1.9 No Portfolio Interests shall be offered by either LFBDS or the Portfolio
under any of the provisions of this Agreement and no orders for the
purchase or sale of Portfolio interests hereunder shall be accepted by the
Portfolio if and so long as the effectiveness of the registration
statement or any necessary amendments thereto shall be suspended under any
of the provisions of the 1940 Act; provided, however, that nothing
contained in this paragraph shall in any way restrict or have an
application to or bearing on the Portfolio's obligation to redeem
Portfolio Interests from any investor in accordance with the provisions of
the Portfolio's registration statement or Declaration of Trust, as amended
from time to time.
1.10 The Portfolio agrees to advise LFBDS as soon as reasonably practical by a
notice in writing delivered to LFBDS or its counsel:
(a) of any request by the Commission for amendments to the registration
statement then in effect or for additional information;
(b) in the event of the issuance by the Commission of any stop order
suspending the effectiveness of the registration statement then in effect
or the initiation by service of process on the Portfolio of any proceeding
for that purpose;
(c) of the happening of any event that makes untrue any statement of a
material fact made in the registration statement then in effect or that
requires the making of a change in such registration statement in order to
make the statements therein not misleading; and
(d) of all action of the Commission with respect to any amendment to any
registration statement that may from time to time be filed with the
Commission.
For purposes of this paragraph 1.10, informal requests by or acts of the Staff
of the Commission shall not be deemed actions of or requests by the Commission.

= TASK STATEMENT =
Can you sum up the agreement excerpt in two sentences?

= MATERIAL SHOWN =
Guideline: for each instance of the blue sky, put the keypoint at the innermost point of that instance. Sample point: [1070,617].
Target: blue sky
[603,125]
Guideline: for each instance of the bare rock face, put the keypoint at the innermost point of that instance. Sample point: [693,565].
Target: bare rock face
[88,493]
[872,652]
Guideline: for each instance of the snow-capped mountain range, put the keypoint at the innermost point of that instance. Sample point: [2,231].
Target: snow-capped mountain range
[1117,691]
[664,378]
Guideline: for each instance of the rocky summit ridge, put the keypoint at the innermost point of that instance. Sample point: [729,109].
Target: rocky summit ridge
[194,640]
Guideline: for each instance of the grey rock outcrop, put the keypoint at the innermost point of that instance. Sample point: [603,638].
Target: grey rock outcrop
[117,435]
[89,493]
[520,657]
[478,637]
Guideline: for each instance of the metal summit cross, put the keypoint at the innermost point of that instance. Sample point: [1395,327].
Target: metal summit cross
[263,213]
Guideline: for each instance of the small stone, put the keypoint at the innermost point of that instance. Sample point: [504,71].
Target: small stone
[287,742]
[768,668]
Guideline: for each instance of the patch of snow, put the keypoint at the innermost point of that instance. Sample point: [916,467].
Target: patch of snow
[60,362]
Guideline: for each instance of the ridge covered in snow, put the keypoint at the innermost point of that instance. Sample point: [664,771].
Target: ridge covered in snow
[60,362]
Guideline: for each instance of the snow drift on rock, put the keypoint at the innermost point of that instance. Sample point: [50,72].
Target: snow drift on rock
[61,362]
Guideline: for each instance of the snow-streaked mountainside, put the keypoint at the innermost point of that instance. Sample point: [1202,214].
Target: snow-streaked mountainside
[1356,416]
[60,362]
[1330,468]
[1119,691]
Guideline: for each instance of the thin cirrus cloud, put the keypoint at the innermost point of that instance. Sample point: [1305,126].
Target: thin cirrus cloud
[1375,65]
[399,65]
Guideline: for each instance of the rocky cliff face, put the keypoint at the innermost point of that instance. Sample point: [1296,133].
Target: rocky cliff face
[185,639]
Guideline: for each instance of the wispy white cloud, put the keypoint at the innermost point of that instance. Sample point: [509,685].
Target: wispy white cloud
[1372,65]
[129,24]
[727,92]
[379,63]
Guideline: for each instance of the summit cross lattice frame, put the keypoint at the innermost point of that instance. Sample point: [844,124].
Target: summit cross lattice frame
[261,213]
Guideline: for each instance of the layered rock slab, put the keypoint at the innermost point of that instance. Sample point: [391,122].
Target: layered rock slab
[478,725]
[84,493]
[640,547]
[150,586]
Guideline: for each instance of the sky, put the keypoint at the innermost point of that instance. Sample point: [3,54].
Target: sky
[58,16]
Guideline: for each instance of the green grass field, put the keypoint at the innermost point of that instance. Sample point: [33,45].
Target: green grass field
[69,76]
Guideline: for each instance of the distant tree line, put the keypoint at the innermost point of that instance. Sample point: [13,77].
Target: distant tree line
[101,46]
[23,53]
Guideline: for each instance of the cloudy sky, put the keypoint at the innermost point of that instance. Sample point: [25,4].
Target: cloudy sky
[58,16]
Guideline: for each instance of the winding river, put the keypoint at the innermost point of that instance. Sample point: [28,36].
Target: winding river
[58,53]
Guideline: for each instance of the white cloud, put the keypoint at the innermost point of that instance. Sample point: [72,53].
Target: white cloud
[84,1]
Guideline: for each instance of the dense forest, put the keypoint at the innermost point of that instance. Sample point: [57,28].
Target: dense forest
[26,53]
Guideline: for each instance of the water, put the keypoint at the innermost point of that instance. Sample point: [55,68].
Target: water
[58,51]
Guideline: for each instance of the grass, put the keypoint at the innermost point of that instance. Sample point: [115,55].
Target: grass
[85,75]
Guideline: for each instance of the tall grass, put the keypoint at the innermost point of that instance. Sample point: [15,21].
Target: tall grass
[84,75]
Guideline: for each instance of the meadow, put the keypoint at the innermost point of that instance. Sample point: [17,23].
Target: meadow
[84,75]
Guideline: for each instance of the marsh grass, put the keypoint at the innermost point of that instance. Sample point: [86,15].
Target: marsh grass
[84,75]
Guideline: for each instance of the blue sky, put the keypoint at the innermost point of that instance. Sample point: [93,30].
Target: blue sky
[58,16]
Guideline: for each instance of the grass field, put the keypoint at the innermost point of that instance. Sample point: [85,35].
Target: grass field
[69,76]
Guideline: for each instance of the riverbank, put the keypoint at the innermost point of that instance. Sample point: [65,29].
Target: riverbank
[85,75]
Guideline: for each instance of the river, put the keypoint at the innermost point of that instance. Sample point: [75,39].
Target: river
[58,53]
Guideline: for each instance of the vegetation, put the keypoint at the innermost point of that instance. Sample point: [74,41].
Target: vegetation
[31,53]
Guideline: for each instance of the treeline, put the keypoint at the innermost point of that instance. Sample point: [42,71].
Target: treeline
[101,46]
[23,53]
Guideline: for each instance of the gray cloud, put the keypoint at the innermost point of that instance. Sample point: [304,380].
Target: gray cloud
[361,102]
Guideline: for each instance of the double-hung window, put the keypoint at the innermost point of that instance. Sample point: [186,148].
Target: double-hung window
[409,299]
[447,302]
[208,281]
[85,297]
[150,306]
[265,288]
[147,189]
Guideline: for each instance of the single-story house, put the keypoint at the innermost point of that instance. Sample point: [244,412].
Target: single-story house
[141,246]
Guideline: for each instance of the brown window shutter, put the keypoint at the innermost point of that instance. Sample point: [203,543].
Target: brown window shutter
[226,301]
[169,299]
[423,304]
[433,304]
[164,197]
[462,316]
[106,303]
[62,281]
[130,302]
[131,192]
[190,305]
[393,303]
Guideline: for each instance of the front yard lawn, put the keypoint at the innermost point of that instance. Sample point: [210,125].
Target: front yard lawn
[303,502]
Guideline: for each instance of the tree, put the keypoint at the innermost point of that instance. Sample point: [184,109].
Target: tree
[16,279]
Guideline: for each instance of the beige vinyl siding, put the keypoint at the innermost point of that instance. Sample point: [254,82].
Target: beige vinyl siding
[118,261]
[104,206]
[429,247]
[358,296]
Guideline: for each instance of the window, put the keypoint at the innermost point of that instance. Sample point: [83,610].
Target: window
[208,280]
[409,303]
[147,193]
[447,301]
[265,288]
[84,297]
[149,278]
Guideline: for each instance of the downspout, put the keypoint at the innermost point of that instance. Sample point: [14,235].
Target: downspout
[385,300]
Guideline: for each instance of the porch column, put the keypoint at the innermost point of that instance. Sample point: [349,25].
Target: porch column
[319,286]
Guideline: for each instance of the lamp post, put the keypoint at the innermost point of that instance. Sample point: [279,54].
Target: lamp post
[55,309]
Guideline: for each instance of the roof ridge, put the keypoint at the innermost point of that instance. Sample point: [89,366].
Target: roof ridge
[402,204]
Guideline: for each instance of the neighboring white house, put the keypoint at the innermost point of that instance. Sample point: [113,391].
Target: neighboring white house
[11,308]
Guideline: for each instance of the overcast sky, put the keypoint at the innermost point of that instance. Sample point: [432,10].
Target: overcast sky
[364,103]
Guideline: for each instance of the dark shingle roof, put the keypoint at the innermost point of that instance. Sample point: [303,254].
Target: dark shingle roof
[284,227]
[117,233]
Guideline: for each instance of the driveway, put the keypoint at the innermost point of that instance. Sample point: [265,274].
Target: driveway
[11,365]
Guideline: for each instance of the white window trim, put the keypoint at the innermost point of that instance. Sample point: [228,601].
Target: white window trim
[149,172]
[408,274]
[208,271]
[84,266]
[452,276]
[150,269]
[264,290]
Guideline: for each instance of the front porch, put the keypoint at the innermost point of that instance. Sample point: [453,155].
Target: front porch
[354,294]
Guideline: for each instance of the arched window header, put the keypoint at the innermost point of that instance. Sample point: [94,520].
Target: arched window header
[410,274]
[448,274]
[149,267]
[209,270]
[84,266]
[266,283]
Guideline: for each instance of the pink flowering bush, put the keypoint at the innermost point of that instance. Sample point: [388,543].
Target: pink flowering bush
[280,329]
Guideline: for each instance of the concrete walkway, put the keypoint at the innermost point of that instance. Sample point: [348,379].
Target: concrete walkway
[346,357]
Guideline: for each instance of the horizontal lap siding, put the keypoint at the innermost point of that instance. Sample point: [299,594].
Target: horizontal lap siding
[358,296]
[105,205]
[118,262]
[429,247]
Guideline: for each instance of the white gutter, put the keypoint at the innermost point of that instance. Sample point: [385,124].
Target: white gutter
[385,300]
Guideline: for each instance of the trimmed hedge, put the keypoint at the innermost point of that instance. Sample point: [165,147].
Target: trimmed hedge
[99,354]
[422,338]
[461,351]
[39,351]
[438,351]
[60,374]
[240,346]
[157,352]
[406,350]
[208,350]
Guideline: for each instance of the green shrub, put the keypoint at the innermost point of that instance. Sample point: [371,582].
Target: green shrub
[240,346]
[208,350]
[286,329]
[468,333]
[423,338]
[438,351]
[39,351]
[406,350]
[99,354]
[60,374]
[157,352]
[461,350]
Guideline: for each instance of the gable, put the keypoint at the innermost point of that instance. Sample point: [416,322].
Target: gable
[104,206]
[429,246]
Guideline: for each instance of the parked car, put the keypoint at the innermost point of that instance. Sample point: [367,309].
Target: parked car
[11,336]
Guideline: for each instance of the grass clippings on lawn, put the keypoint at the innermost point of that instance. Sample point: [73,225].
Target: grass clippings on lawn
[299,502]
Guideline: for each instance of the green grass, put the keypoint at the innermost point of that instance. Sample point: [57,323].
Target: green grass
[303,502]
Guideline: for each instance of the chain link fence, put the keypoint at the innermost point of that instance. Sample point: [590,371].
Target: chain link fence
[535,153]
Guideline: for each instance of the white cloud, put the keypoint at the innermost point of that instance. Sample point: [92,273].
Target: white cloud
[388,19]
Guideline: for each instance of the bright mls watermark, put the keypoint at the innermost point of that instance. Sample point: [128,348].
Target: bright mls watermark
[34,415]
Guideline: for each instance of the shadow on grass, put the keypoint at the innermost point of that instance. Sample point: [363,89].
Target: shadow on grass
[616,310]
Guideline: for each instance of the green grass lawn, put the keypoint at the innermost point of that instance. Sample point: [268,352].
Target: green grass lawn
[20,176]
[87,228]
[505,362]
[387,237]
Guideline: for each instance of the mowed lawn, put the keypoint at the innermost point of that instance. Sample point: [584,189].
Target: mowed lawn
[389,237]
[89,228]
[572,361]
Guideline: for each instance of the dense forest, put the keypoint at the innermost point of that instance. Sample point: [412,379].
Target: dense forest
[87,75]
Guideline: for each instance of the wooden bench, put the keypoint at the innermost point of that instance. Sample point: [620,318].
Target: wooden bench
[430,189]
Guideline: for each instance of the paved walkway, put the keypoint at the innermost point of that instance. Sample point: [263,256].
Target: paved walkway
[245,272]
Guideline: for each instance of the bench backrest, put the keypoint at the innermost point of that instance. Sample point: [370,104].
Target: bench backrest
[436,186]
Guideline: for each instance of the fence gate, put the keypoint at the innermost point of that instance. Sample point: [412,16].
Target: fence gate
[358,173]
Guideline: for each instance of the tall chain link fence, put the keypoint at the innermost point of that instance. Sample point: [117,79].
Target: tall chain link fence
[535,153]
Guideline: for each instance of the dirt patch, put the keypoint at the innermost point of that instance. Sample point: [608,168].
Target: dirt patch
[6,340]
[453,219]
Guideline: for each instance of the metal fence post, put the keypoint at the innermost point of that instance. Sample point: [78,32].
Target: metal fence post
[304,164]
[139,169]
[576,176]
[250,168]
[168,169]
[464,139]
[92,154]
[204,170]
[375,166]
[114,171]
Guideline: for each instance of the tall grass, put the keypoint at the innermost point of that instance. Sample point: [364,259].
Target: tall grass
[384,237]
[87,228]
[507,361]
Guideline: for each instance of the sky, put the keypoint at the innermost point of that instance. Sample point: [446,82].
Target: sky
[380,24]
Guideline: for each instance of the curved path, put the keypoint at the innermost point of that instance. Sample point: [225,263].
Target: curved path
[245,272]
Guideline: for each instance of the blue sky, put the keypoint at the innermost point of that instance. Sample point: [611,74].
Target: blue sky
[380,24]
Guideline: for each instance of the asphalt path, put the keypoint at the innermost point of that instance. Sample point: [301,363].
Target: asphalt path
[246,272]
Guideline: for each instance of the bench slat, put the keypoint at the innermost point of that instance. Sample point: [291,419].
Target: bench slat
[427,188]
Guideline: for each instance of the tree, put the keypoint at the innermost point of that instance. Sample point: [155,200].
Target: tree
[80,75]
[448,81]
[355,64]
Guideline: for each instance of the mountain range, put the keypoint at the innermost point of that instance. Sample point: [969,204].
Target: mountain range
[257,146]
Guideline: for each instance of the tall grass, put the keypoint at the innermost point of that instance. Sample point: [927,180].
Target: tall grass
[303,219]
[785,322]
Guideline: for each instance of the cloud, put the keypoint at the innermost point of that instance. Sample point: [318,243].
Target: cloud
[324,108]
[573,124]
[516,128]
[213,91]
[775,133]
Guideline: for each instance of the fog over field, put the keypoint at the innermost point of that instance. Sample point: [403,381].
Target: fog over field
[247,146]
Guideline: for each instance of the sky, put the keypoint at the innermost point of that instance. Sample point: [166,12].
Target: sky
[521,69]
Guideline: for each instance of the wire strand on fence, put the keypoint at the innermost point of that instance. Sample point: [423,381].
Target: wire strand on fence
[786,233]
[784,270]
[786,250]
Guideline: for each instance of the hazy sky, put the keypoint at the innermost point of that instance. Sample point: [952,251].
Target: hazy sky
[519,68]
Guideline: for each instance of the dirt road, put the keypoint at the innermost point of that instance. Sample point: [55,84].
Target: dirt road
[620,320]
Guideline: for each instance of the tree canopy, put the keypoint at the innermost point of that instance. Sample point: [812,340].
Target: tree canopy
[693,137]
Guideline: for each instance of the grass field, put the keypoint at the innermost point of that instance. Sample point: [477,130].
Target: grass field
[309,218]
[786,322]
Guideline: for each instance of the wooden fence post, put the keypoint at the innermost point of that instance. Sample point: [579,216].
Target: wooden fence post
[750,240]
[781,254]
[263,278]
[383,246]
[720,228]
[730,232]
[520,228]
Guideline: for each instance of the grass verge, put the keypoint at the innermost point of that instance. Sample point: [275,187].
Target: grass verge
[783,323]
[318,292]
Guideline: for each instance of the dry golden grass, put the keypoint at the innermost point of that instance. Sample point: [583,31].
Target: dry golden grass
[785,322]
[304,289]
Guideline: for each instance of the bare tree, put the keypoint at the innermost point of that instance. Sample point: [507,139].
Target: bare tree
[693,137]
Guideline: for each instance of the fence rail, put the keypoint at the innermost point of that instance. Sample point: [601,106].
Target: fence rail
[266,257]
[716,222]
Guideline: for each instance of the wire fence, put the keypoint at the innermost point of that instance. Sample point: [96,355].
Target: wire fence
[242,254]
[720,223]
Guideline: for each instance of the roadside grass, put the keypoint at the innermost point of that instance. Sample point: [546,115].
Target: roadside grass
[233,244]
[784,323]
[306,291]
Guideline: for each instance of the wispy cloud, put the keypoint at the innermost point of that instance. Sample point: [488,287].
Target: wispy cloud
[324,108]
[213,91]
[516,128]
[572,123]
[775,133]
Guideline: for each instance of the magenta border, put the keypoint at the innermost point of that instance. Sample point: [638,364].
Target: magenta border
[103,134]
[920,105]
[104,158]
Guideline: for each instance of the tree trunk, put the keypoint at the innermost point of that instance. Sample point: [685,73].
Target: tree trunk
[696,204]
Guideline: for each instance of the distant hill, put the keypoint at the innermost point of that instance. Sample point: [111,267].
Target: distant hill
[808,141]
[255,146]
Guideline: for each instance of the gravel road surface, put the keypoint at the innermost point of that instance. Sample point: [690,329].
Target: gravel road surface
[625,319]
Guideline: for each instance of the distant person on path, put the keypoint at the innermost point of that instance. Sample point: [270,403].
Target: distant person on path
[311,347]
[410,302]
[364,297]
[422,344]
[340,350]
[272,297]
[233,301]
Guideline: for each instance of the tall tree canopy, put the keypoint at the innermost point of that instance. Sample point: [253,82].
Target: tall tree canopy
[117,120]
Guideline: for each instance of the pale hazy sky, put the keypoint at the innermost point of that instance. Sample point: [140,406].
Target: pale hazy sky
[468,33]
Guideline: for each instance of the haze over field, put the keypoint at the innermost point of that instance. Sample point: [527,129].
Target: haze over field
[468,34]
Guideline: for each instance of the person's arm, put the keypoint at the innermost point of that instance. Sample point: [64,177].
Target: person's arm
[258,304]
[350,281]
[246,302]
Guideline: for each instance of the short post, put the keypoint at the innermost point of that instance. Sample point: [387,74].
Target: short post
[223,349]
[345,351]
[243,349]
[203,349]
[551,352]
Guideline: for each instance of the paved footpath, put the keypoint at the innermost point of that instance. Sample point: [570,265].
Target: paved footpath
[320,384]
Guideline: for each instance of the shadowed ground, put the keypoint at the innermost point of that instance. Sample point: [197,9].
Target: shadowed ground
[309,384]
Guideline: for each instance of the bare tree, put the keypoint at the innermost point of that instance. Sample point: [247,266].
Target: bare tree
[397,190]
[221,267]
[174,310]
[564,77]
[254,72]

= EXERCISE RESPONSE =
While the effectiveness of the registration statement or any necessary amendments is suspended under the 1940 Act, neither LFBDS nor the Portfolio may offer Portfolio Interests and the Portfolio may not accept purchase or sale orders, though this does not affect the Portfolio's obligation to redeem Portfolio Interests from investors. The Portfolio must give LFBDS or its counsel written notice, as soon as reasonably practical, of Commission requests for amendments or more information, any stop order or proceeding to suspend the registration statement, any event that makes a statement of material fact in it untrue or requires a change so it is not misleading, and all Commission action on filed amendments, with informal Staff requests or acts not counting as those of the Commission.